# [COSA SI CHIEDE]
• A. Nel brano sui falsi miti della storia, sostituisci "obiettivo" con "traguardo" e riscrivi il passo a partire da "Smontare questi falsi" fino a "le indicazioni ministeriali.".
• B. Estrai dall'elenco ogni riga che contiene la parola "pile", distinguendo tra maiuscole e minuscole.

# [ESTRATTO DEL TESTO]

Con Valerio Camporesi affrontiamo un tema cruciale di grande attualità: i falsi miti della storia
Nel mio lavoro di insegnante di Storia mi è capitato (non spesso, ma neanche così raramente) di imbattermi in affermazioni e proposizioni di temi, da parte dei manuali, assai poco convincenti. Falsi miti, interpretazioni e rappresentazioni che – pur coincidendo spesso con quelle assunte dal sapere e dalla coscienza collettivi veicolati dalla scuola stessa e dai media come il cinema – mostrano, alla verifica dei fatti, grossi limiti di veridicità.
Smontare questi falsi miti o luoghi comuni mi è sempre parso un obiettivo non secondario della mia professione, anche come stimolo all’esercizio di quella intelligenza critica e a quell’apertura verso il dubbio cui spesso ci hanno richiamato i programmi e le indicazioni ministeriali.

(Elenco di punti etichettati)

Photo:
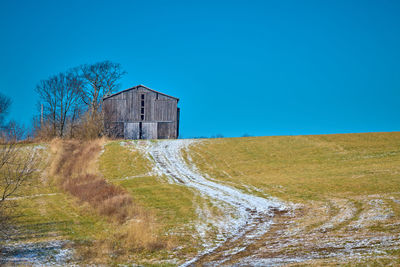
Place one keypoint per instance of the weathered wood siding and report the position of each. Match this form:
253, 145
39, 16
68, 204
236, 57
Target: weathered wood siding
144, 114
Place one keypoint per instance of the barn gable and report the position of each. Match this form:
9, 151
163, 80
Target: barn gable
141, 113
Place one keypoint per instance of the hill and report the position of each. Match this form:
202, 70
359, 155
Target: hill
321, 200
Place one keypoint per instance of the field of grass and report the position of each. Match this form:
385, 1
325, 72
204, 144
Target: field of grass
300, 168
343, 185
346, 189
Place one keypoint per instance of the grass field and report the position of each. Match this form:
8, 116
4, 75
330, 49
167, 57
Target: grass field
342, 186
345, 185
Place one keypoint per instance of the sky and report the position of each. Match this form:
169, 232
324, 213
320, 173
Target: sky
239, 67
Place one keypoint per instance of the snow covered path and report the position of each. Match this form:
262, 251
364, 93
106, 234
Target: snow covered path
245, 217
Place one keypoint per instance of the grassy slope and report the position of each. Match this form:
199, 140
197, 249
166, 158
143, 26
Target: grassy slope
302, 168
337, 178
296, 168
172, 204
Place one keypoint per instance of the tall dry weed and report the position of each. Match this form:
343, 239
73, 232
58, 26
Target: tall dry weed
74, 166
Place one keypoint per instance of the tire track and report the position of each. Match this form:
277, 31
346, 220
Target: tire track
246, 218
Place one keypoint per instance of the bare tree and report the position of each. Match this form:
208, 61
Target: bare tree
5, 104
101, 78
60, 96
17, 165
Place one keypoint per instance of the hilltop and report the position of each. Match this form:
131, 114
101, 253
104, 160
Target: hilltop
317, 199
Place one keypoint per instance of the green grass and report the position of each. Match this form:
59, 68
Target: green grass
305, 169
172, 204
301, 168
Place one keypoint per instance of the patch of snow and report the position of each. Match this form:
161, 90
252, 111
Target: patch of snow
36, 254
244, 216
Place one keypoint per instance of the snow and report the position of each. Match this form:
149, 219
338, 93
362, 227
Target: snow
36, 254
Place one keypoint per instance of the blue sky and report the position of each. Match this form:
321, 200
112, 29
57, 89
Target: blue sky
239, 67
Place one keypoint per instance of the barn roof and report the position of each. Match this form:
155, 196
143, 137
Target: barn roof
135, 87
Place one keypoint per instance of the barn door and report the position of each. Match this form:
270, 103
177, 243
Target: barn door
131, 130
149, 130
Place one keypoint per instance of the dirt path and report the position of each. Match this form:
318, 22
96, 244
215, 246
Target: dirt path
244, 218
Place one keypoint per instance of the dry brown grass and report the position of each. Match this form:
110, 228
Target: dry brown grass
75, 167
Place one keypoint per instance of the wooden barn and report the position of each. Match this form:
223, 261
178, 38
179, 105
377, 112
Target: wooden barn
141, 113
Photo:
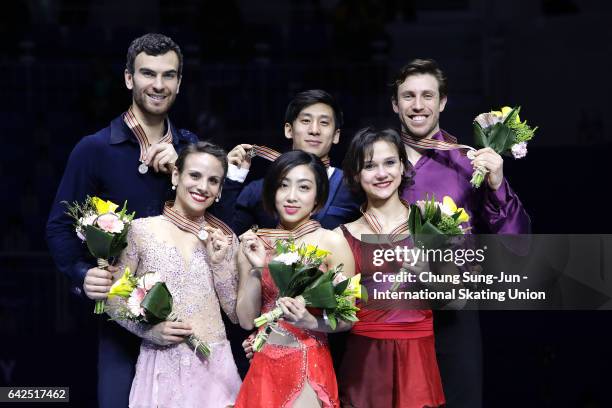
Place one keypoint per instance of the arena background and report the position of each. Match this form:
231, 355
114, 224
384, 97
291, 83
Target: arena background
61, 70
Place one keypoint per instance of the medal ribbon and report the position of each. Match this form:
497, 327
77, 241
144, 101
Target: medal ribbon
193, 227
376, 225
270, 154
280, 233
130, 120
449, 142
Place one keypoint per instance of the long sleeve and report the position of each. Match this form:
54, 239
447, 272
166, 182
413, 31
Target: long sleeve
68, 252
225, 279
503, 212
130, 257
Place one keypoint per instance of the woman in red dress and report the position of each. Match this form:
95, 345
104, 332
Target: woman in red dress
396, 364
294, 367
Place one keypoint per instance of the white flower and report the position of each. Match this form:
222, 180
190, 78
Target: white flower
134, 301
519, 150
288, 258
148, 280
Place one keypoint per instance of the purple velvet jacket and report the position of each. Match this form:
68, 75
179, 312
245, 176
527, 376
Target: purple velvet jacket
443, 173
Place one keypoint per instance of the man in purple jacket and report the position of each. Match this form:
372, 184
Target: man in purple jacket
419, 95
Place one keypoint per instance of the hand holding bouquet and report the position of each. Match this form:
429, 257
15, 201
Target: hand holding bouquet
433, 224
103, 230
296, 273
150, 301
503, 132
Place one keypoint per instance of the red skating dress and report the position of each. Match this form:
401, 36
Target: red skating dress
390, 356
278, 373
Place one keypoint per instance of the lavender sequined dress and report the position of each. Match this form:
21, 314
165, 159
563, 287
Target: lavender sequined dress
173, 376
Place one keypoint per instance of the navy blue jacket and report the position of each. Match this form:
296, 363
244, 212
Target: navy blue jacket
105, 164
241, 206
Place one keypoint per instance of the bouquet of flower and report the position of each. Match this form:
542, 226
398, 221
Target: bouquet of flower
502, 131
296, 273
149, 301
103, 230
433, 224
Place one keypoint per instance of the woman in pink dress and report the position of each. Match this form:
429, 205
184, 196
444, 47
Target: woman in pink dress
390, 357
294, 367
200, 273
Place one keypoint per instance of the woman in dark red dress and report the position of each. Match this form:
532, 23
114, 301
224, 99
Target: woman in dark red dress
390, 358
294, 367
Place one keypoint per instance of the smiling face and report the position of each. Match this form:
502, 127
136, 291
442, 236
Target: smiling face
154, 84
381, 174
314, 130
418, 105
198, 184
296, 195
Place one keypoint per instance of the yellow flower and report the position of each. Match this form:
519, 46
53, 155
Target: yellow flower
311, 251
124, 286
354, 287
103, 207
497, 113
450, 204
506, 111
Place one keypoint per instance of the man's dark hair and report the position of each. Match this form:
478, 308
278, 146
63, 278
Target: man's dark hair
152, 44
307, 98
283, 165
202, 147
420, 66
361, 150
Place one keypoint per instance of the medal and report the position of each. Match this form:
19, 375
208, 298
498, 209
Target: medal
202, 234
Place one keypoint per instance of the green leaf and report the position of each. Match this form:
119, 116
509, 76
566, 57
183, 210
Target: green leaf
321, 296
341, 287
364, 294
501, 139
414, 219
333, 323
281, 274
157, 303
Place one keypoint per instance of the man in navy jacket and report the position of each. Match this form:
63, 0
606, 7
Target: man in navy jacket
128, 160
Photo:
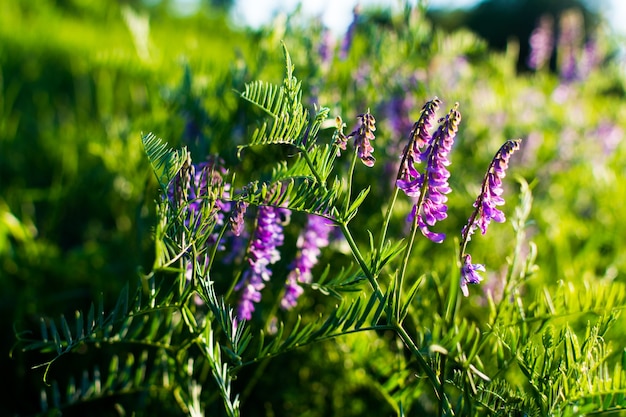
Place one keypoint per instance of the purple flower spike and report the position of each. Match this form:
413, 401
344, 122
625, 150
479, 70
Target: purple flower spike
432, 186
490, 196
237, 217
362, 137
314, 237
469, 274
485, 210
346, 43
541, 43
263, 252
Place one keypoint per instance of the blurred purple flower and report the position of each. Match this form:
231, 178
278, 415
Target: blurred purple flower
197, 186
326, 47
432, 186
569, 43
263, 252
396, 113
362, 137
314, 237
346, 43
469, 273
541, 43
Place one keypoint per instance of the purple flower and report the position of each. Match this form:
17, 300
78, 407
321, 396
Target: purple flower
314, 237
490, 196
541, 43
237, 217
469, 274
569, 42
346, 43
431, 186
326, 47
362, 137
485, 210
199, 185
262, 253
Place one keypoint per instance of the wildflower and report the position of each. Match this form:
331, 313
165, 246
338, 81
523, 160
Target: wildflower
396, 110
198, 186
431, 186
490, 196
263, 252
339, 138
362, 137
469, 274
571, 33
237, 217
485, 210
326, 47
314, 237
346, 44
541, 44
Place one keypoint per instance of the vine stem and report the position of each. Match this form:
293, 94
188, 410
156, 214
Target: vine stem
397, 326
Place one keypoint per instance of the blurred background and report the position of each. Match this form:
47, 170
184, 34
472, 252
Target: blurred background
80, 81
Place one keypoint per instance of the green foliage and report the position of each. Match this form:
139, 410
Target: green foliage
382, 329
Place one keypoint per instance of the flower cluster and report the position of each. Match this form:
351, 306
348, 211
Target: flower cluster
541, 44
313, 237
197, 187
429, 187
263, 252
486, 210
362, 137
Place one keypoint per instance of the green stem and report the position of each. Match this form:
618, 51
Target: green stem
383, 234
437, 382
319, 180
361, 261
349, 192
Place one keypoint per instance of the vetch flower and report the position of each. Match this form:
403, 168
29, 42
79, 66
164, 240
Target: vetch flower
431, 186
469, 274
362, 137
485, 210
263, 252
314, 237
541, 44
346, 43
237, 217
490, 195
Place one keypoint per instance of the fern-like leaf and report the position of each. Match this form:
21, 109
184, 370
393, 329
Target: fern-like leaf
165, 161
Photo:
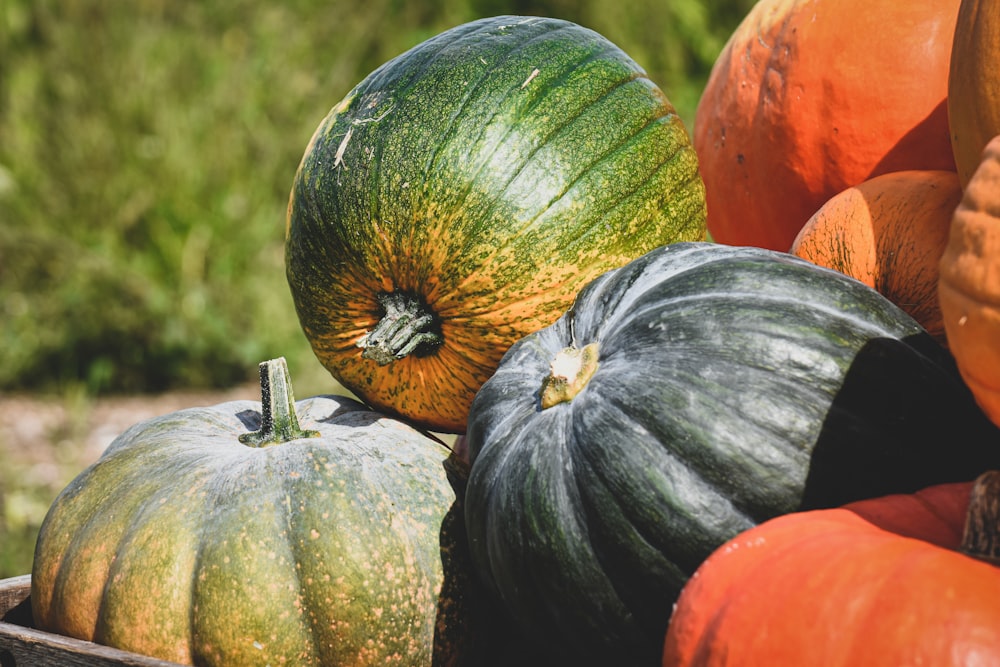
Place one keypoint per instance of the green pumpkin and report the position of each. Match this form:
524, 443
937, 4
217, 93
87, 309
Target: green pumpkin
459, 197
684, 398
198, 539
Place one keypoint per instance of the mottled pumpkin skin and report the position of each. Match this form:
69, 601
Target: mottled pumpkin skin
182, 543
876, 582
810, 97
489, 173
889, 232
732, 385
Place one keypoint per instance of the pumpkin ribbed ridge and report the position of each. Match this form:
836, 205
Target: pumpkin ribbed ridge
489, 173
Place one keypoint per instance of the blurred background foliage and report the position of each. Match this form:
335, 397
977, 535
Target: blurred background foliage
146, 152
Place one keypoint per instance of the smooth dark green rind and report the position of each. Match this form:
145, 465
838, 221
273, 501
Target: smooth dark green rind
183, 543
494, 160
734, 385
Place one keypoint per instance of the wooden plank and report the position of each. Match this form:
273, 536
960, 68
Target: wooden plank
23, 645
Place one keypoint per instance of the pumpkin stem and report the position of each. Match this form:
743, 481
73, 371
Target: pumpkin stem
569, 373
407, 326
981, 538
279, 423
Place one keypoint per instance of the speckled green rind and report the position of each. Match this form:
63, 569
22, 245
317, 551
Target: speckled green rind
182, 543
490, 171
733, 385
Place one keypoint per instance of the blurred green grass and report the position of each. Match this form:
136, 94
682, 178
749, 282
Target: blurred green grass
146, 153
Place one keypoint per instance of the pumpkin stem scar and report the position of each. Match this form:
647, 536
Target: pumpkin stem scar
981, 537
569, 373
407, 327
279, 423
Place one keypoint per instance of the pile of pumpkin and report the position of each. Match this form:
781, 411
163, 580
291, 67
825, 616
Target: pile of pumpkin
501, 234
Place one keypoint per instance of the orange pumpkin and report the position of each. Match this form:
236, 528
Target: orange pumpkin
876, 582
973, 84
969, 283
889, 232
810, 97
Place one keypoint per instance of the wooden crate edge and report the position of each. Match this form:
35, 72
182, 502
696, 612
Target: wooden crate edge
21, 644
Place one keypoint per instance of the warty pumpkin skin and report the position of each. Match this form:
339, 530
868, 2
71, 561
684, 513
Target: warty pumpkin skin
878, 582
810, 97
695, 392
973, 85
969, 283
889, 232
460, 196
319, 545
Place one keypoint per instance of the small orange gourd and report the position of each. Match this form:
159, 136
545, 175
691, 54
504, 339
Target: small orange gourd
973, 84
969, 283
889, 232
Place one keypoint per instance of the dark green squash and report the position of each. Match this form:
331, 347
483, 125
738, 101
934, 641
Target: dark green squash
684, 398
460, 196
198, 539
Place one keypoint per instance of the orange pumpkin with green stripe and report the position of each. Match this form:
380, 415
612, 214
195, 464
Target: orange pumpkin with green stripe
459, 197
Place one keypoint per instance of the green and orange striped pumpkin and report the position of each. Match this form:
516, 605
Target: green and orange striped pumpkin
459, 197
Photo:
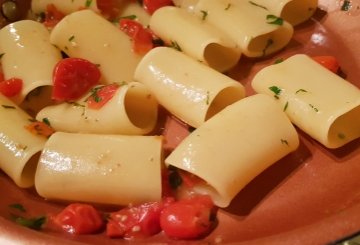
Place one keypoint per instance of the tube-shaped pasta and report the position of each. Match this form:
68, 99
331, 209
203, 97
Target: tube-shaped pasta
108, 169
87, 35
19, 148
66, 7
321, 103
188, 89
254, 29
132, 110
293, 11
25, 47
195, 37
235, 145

# [SOLUZIONI QUI SOTTO]
• A.
Smontare questi falsi miti o luoghi comuni mi è sempre parso un traguardo non secondario della mia professione, anche come stimolo all’esercizio di quella intelligenza critica e a quell’apertura verso il dubbio cui spesso ci hanno richiamato i programmi e le indicazioni ministeriali.

• B.
Place one keypoint per instance of the pile of pumpkin and report the position of each. Match this form:
Target: pile of pumpkin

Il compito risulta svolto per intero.